A single number is the answer: the count of lines below that contain "stadium".
□ □ □ □ □ □ □
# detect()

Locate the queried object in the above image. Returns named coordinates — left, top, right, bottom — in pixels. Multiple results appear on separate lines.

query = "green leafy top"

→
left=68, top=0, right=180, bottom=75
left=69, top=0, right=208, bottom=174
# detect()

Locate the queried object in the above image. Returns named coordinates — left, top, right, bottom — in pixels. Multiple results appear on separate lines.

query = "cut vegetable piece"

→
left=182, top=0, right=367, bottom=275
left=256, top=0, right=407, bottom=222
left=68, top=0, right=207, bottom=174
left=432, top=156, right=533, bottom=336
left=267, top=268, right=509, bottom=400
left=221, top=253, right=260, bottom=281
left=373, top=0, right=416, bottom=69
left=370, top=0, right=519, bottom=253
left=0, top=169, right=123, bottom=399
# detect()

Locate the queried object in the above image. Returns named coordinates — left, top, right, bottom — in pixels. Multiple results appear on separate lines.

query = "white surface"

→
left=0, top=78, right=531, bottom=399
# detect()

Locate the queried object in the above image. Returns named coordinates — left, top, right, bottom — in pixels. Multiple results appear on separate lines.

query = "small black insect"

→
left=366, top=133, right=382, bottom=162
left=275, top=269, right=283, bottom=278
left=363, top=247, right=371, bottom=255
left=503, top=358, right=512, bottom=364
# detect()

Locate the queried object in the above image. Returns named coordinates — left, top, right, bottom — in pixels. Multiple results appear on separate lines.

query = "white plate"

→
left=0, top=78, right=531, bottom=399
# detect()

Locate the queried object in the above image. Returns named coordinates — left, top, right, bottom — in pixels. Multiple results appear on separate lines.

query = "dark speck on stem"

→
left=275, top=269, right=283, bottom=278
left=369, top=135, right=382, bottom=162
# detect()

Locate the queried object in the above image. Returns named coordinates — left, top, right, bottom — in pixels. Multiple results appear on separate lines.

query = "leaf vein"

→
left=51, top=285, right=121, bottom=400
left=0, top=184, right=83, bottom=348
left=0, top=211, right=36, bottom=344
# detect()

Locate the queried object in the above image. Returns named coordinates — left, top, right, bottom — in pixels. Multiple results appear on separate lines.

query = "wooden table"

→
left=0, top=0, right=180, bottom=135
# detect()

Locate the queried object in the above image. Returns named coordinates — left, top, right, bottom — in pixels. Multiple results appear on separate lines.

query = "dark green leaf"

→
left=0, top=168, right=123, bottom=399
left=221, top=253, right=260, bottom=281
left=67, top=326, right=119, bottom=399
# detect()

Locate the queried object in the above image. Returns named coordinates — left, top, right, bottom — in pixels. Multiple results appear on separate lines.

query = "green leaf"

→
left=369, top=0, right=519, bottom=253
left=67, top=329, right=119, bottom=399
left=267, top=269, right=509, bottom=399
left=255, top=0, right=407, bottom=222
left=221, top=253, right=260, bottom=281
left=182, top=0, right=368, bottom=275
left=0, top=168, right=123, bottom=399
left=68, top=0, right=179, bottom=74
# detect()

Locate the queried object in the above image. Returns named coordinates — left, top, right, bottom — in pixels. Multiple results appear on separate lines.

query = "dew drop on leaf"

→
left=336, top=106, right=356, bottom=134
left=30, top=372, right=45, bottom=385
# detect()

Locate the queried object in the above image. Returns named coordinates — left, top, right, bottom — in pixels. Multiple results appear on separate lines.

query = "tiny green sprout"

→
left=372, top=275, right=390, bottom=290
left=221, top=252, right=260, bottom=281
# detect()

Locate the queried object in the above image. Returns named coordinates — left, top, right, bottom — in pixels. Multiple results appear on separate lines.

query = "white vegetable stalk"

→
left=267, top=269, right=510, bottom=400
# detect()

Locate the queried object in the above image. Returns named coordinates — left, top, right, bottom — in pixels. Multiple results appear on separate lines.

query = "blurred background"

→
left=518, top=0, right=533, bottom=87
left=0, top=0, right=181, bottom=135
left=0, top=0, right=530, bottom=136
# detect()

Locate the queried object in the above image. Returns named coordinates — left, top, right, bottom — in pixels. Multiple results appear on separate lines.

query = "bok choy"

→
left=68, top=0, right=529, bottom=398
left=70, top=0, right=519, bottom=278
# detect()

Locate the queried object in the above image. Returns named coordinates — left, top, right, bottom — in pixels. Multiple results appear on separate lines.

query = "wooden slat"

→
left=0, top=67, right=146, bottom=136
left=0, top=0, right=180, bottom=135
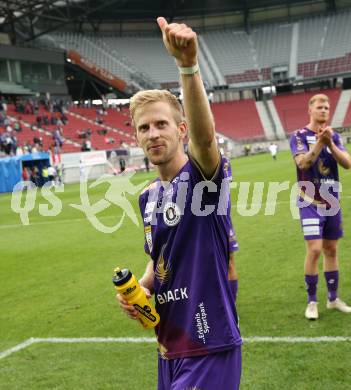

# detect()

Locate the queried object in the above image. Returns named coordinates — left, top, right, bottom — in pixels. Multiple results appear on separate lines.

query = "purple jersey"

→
left=139, top=154, right=242, bottom=360
left=290, top=128, right=346, bottom=204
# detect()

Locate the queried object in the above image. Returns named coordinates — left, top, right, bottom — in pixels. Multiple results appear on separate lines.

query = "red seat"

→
left=211, top=100, right=264, bottom=140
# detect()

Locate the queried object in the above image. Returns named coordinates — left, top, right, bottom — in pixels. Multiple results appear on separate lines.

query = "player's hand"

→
left=157, top=16, right=198, bottom=67
left=318, top=126, right=333, bottom=147
left=116, top=286, right=152, bottom=320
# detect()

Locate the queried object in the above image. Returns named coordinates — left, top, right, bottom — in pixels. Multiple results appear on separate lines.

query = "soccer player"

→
left=117, top=17, right=242, bottom=389
left=290, top=93, right=351, bottom=320
left=268, top=142, right=278, bottom=160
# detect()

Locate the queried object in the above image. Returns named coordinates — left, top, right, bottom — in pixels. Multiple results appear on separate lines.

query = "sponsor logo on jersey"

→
left=145, top=201, right=156, bottom=214
left=306, top=135, right=316, bottom=145
left=156, top=287, right=188, bottom=304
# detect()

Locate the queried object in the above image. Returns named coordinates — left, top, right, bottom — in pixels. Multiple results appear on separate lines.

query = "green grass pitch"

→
left=1, top=149, right=351, bottom=389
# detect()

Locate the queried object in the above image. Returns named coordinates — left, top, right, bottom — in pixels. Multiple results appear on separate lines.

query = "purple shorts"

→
left=299, top=205, right=343, bottom=240
left=157, top=347, right=242, bottom=390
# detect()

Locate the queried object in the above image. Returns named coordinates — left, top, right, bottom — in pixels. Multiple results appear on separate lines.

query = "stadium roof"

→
left=0, top=0, right=346, bottom=43
left=0, top=0, right=339, bottom=22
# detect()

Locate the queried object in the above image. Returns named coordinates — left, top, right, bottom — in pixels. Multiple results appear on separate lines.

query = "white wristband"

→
left=178, top=63, right=199, bottom=75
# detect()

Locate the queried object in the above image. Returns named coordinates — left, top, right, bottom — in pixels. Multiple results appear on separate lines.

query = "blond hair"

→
left=129, top=89, right=184, bottom=125
left=308, top=93, right=329, bottom=107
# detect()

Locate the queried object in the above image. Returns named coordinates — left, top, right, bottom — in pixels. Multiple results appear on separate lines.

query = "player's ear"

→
left=178, top=121, right=188, bottom=140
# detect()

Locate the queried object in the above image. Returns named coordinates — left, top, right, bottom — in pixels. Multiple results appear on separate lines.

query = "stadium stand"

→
left=4, top=103, right=135, bottom=153
left=272, top=89, right=341, bottom=133
left=43, top=10, right=351, bottom=87
left=343, top=100, right=351, bottom=127
left=5, top=104, right=80, bottom=153
left=211, top=100, right=265, bottom=140
left=252, top=23, right=293, bottom=80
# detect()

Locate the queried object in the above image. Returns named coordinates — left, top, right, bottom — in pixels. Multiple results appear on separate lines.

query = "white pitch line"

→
left=0, top=338, right=36, bottom=360
left=244, top=336, right=351, bottom=343
left=1, top=336, right=350, bottom=361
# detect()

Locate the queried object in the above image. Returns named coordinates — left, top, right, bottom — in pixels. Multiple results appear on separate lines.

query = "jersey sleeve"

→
left=290, top=131, right=308, bottom=156
left=188, top=151, right=230, bottom=185
left=139, top=193, right=151, bottom=255
left=333, top=132, right=346, bottom=152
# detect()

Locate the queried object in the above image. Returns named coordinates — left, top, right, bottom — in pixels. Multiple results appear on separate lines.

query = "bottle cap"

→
left=112, top=267, right=132, bottom=286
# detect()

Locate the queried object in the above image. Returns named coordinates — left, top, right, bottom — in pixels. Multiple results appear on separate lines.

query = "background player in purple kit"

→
left=290, top=93, right=351, bottom=320
left=117, top=17, right=242, bottom=390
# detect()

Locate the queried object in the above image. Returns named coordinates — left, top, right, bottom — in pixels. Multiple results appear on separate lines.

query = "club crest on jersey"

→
left=163, top=202, right=181, bottom=226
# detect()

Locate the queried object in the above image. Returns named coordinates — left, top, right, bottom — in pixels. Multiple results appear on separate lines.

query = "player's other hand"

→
left=116, top=286, right=152, bottom=320
left=157, top=16, right=198, bottom=67
left=318, top=126, right=333, bottom=147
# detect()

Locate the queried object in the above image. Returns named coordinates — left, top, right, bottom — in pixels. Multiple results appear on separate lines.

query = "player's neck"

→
left=306, top=121, right=327, bottom=133
left=157, top=152, right=188, bottom=182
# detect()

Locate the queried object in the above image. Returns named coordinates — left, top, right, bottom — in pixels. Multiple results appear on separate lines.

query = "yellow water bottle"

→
left=113, top=267, right=160, bottom=329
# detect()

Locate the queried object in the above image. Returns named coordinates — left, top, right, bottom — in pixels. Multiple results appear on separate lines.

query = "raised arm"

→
left=294, top=140, right=325, bottom=171
left=324, top=127, right=351, bottom=169
left=157, top=17, right=219, bottom=178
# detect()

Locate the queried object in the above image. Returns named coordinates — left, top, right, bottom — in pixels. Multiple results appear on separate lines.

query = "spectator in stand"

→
left=13, top=122, right=22, bottom=132
left=96, top=115, right=104, bottom=125
left=16, top=146, right=24, bottom=156
left=82, top=139, right=92, bottom=152
left=23, top=142, right=32, bottom=154
left=61, top=113, right=68, bottom=125
left=10, top=135, right=17, bottom=155
left=43, top=115, right=50, bottom=126
left=34, top=102, right=39, bottom=115
left=97, top=129, right=108, bottom=136
left=50, top=115, right=57, bottom=125
left=77, top=130, right=87, bottom=139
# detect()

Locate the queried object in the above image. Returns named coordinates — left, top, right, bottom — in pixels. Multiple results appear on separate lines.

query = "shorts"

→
left=299, top=205, right=343, bottom=240
left=158, top=347, right=242, bottom=390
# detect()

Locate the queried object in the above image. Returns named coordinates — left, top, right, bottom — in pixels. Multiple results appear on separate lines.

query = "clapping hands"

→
left=317, top=126, right=333, bottom=147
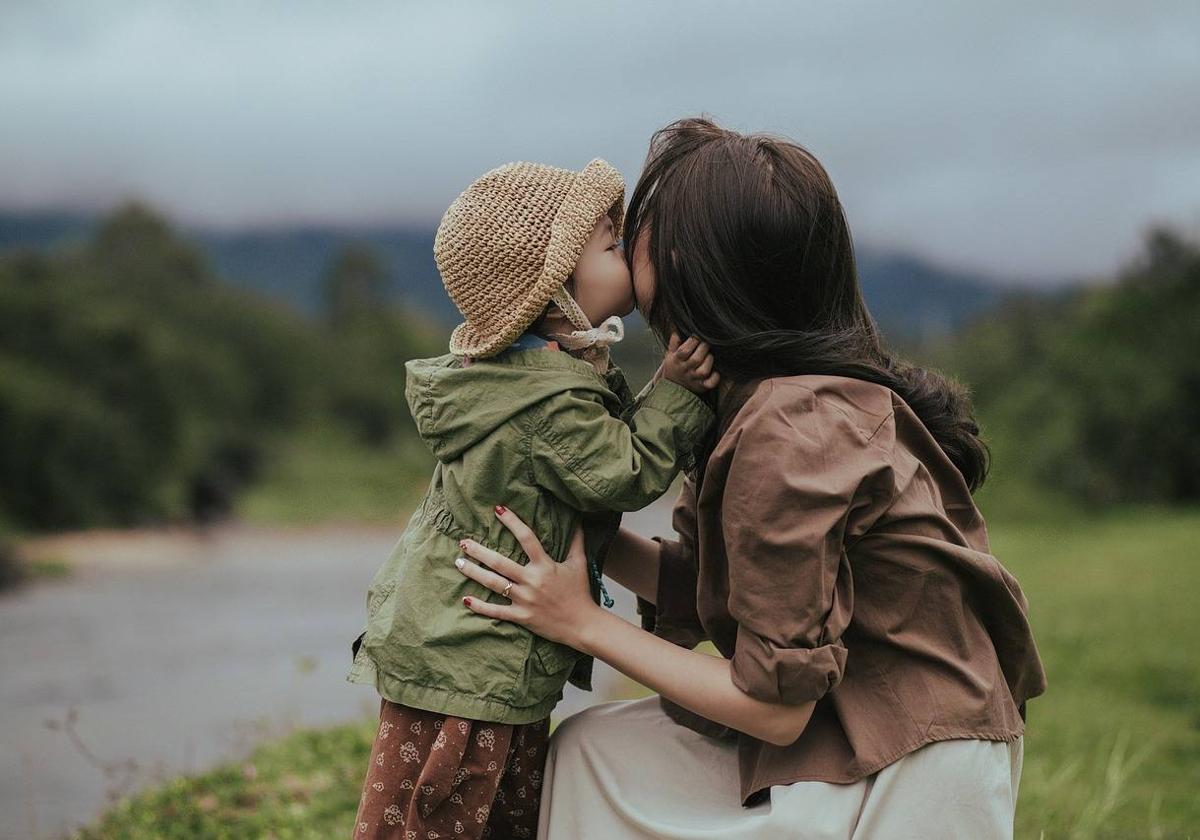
□ □ □ □ □ □ □
Your solution | 2